## TEXTO PROPORCIONADO
^^^^^^^^^^^^^^^^
Fue una escena macabra que Nilo intenta olvidar. Las abejas que custodiaban la entrada de las colmenas no dejaban ingresar a las obreras que llegaban de los campos floridos. Se peleaban entre ellas en un enfrentamiento violento y después de varios minutos caían una tras otra, como si una plaga apocalíptica se hubiera posado aquella tarde de sol espléndido.
En aquel momento, Nilo Padilla Osinaga no entendía que las abejas que estaban de guardia percibían que las que llegaban tenían un olor diferente, que portaban un detonante peligroso que se habían impregnado en su viaje hasta las colmenas.
“Estaban envenenadas”, dice Nilo, con un hilo de voz marcado por la desilusión.
Lo que las guardianas trataban de hacer era impedir que ingresen las obreras para que no contaminen a la reina ni al resto de la colmena.
“Ahora lo entiendo todo”, dice, a media voz.
Cada colmena convertida en un sepulcro con 60 mil cuerpos de obreras con las alas quietas por el veneno que una avioneta lanzó del cielo.
El veneno, un insecticida no identificado, había caído del cielo el 27 de mayo. Nilo había visto a la avioneta monomotor esparciendo el compuesto tóxico con el que estaba fumigando un campo de cultivo cercano a 700 metros de sus cien colmenas, en un predio cercano a Río Grande, cerca de Puerto Banegas, en el municipio de San Julián, al Este del departamento de Santa Cruz, Bolivia.
En un par de horas, el agrotóxico que ayudó a transportar el viento, hizo su trabajo: La parcela de Nilo Padilla se convirtió en escenario de muerte. A sus 60 años de vida y 20 en el rubro de la apicultura, no había visto nunca algo semejante: más de 27 millones de abejas que laboraban, cayeron en pocas horas y los cuerpos de los insectos iban formando montículos negros y amarillos como si se tratara de una película de terror.
Nilo intenta digerir el tamaño del desastre.
^^^^^^^^^^^^^^^^
## CONSIGNA ESCRITA A
Enumera todos los nombres de lugares geográficos que menciona la crónica sobre las abejas envenenadas.
## CONSIGNA ESCRITA B
Repite textualmente el fragmento de la crónica sobre las abejas envenenadas que va desde "Lo que las guardianas" hasta "Santa Cruz, Bolivia.", ambos incluidos.
## CONSIGNA ESCRITA C
Según la crónica sobre las abejas envenenadas, ¿cuántos años lleva Nilo Padilla en la apicultura?

Registros del conjunto de datos:
^^^^^^^^^^^^^^^^
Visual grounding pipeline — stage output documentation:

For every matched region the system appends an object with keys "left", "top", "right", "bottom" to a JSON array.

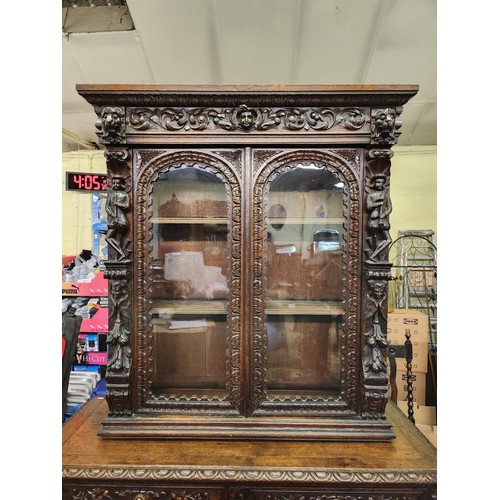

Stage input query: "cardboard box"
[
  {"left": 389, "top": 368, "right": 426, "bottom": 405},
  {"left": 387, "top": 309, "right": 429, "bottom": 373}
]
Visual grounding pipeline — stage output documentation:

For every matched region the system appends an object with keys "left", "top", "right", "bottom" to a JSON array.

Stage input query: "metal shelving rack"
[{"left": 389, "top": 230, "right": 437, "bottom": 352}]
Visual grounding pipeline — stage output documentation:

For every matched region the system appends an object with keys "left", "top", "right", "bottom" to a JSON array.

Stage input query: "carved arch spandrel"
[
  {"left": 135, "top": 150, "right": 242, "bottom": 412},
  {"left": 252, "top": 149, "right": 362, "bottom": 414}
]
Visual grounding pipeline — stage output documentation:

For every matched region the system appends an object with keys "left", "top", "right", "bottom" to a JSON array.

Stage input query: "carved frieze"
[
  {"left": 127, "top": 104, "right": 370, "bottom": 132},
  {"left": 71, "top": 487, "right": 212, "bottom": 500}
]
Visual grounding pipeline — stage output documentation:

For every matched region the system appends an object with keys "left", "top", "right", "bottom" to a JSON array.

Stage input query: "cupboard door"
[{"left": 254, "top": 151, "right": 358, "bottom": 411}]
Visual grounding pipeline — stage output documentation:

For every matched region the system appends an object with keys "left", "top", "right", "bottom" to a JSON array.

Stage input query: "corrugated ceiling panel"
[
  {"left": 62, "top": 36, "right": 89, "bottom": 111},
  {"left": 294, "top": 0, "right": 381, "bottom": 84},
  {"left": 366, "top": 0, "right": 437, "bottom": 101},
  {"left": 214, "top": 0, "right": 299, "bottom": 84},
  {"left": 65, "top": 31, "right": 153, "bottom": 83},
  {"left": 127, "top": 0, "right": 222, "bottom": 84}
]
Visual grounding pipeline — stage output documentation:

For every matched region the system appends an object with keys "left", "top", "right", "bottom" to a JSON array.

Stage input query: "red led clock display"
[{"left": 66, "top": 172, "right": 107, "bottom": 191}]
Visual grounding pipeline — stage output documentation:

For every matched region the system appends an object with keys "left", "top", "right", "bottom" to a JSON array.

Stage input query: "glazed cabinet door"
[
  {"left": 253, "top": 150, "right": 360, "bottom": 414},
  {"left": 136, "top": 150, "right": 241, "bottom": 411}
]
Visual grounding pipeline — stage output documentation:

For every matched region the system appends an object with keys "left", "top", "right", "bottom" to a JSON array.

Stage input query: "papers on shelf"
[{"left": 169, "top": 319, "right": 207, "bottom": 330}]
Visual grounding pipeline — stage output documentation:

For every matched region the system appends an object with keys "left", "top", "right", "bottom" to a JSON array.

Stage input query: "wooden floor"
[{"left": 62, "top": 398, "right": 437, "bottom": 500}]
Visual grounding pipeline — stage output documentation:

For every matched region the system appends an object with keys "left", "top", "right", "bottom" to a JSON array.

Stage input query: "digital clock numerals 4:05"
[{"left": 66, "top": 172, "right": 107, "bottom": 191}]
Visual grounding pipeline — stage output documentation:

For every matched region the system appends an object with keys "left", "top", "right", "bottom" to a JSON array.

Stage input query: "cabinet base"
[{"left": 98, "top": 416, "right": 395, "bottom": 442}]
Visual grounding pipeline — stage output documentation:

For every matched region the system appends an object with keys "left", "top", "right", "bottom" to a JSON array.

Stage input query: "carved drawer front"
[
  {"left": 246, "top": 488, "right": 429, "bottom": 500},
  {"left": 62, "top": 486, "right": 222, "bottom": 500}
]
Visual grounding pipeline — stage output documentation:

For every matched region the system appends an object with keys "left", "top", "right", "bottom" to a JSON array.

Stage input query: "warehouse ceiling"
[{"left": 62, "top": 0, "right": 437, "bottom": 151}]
^^^^^^^^^^^^^^^^
## RESPUESTA COMPLETA A
Río Grande, Puerto Banegas, San Julián, Santa Cruz, Bolivia

## RESPUESTA COMPLETA B
Lo que las guardianas trataban de hacer era impedir que ingresen las obreras para que no contaminen a la reina ni al resto de la colmena.
“Ahora lo entiendo todo”, dice, a media voz.
Cada colmena convertida en un sepulcro con 60 mil cuerpos de obreras con las alas quietas por el veneno que una avioneta lanzó del cielo.
El veneno, un insecticida no identificado, había caído del cielo el 27 de mayo. Nilo había visto a la avioneta monomotor esparciendo el compuesto tóxico con el que estaba fumigando un campo de cultivo cercano a 700 metros de sus cien colmenas, en un predio cercano a Río Grande, cerca de Puerto Banegas, en el municipio de San Julián, al Este del departamento de Santa Cruz, Bolivia.

## RESPUESTA COMPLETA C
20 años.